Work to be completed: Please return each record exactly, leaving nothing out.

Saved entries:
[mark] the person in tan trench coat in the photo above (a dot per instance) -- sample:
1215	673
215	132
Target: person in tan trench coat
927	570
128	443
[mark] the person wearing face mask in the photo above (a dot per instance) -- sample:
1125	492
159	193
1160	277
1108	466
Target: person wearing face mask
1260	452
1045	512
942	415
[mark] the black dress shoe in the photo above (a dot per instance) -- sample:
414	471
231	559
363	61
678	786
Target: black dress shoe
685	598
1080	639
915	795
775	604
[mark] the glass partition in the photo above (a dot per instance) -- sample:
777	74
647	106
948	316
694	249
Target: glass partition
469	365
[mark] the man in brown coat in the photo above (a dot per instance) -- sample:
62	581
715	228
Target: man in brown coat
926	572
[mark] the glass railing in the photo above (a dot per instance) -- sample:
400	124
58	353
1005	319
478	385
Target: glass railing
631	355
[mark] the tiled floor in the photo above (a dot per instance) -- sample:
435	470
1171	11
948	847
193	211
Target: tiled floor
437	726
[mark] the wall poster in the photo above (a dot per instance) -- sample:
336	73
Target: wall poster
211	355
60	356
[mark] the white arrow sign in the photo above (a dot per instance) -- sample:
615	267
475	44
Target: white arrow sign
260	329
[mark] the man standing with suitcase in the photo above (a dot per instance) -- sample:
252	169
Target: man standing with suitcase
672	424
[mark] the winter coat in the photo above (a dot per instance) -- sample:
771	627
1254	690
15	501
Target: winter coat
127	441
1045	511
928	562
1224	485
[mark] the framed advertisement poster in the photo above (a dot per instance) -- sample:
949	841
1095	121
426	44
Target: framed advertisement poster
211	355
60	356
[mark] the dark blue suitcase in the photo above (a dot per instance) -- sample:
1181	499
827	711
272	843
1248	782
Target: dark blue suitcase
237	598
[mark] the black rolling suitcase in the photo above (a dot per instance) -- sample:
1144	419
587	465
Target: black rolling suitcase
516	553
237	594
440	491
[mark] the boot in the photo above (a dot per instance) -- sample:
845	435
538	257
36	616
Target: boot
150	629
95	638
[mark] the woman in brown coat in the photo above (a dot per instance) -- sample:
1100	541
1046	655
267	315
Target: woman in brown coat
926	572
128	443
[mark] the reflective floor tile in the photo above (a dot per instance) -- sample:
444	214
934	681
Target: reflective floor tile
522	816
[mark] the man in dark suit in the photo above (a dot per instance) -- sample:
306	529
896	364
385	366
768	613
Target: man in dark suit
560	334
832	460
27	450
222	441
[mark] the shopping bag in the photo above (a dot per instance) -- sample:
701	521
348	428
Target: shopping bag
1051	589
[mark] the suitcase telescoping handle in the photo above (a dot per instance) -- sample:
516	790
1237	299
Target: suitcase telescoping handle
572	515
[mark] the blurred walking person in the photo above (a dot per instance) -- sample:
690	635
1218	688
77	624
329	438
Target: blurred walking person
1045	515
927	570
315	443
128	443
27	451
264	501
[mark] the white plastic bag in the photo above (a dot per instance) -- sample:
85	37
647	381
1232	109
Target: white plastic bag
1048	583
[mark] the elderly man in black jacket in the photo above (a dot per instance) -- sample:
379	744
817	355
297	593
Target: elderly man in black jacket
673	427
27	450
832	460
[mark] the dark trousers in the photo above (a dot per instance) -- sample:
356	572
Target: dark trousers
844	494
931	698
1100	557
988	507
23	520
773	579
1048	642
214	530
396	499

Response to the exercise:
[mark] the person in tan trench coat in the photo above (a dot per instance) -- sample:
1215	673
215	132
Target: person in tan trench coat
927	570
128	443
[mark] the person wearing face mask in the photo above (a dot per instance) -- sample:
1125	492
159	193
1160	277
1108	466
Target: person wearing face mask
1260	452
1045	512
942	415
[mark] the black dress shoe in the photo above (a dot per instance) -- sample:
414	471
231	559
363	61
678	786
Target: black dress shoe
685	598
1080	639
915	795
775	604
[mark] the glass partition in the photo above (a dot per instance) -- sample:
777	74
647	106
948	316
694	249
Target: glass partition
469	365
[mark] the man in brown coat in the photo above (a dot per instance) -- sample:
62	581
715	228
Target: man in brown coat
926	572
[mark] the glass railing in the photo above (a dot per instance) -- sample:
400	124
58	353
1005	319
478	385
Target: glass railing
631	355
[mark] the tiled floor in the photo above (a dot per instance) -- sample:
435	470
1171	11
948	847
193	211
Target: tiled floor
437	726
[mark] the wall poster in the photo above (a dot per instance) -- sample:
336	73
Target: wall poster
211	355
60	356
[mark] the white arrow sign in the photo above (a dot per instance) -- sample:
615	267
475	44
Target: white arrow sign
260	329
[mark] the man standing with suitcase in the photo above (a dot per instance) -- sample:
252	169
Target: man standing with suitcase
672	424
[mark] the winter coat in the photo above (a dot per instance) -- sample:
771	627
1254	690
15	501
Target: winter coat
127	441
1045	511
928	562
1224	485
[mark] the framed advertisement poster in the photo above (a dot per instance) -- sample:
949	841
1095	121
426	44
Target: framed advertisement poster
211	355
60	356
[mark] the dark blue suitcase in the photo above (a dot per instance) -- sample:
1181	499
827	711
272	843
1248	782
Target: dark blue suitcase
237	598
[mark] the black rolling suitcase in the photo above (a dot per instance) -- sample:
1144	419
587	465
Target: black rolling suitcase
516	553
237	594
440	491
[mark] the boot in the photo above (a dot per instance) -- sample:
845	435
538	257
36	616
Target: boot
150	629
95	638
[mark] the woman in brown coat in the photo above (a dot per instance) -- sample:
1100	541
1046	655
267	315
Target: woman in brown coat
926	572
128	443
[mark] the reflective floor tile in the photo above (a dot per instance) -- sample:
444	214
934	681
Target: reflective floor tile
522	816
[mark] the man in dark suit in the photo above (a dot per instance) -- sample:
306	529
896	364
385	366
768	613
Target: man in dark suit
560	334
832	460
27	450
222	441
[mark] the shopping bag in the photo above (a dot per instance) -- sample:
701	521
348	428
Target: shopping bag
1051	589
[mark] the suitcase telescoping handle in the photo above (a dot per instance) -- sample:
516	790
1237	299
Target: suitcase telescoping handle
572	515
[mark] the blurred walking person in the photo above (a dot per instance) -- sample:
690	635
1218	688
77	624
329	438
Target: blurred walking person
1045	515
927	570
315	443
128	443
27	451
264	501
[mark] the white plastic bag in the photo above (a dot per instance) -- sample:
85	37
647	381
1232	109
Target: white plastic bag
1048	583
[mark] the elderly man in black jacket in the photo above (a dot per instance) -- sample:
379	744
817	355
297	593
Target: elderly man in black jacket
673	427
27	450
832	460
[mark] the dark trousers in the photo above (a dot per instance) -- sample:
356	572
Target: dark trousers
844	494
931	698
1100	557
988	507
23	520
773	579
1048	642
214	530
396	499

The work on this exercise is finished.